Find every line in the records below that contains the word "green" and copy each of those lines.

> MATERIAL SHOWN
-------

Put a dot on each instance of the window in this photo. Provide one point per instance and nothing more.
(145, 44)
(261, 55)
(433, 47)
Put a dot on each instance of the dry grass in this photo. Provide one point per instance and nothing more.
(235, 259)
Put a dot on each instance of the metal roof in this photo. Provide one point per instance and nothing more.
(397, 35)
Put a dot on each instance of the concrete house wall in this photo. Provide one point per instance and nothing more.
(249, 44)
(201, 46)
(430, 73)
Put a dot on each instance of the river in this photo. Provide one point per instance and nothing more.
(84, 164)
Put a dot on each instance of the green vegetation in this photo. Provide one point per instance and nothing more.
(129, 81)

-------

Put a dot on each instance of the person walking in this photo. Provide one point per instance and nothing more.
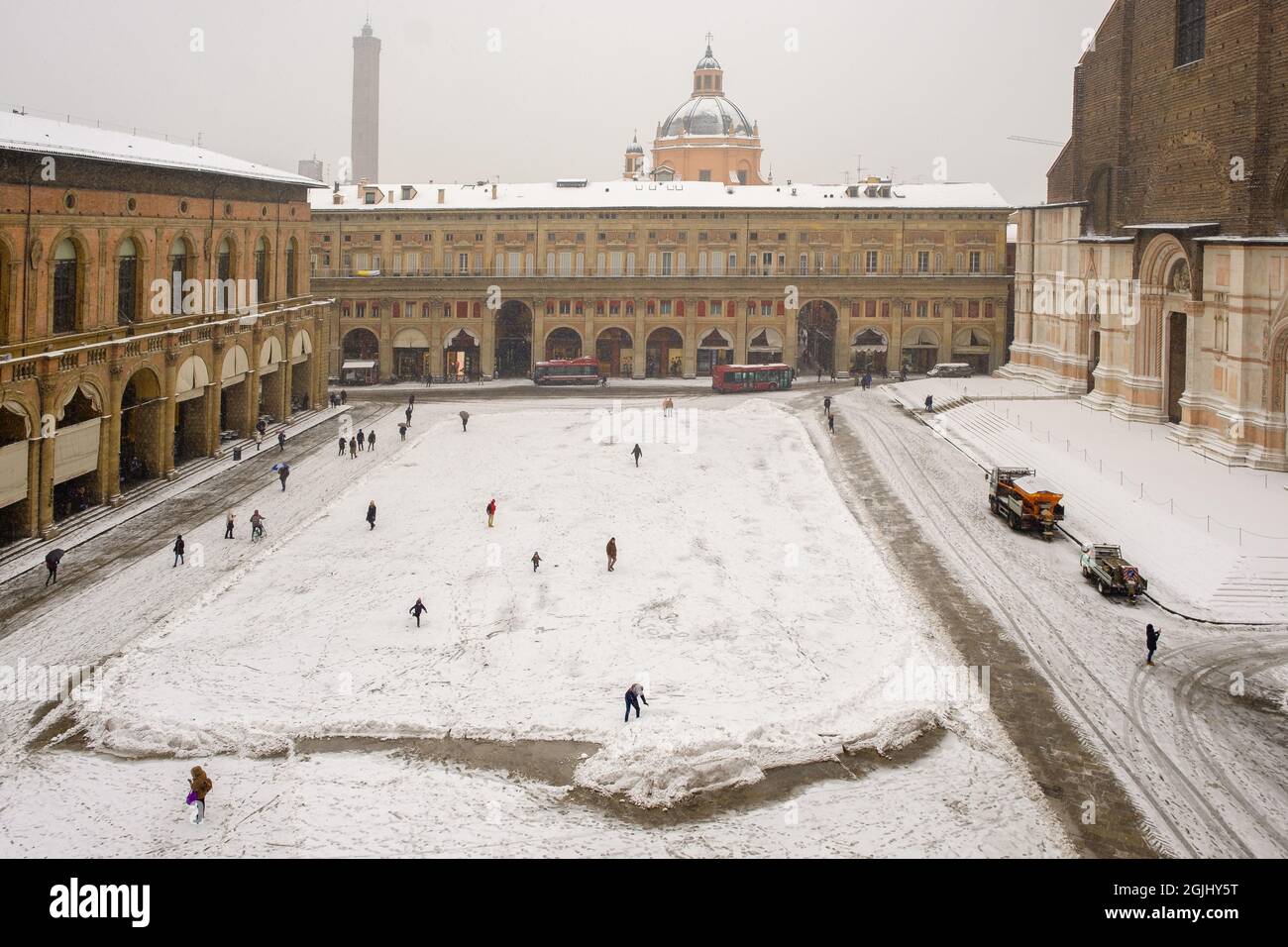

-------

> RESPONSE TO THE TASK
Put a dot on each instance of the green vegetation in this photo. Provide one point per instance and nothing more.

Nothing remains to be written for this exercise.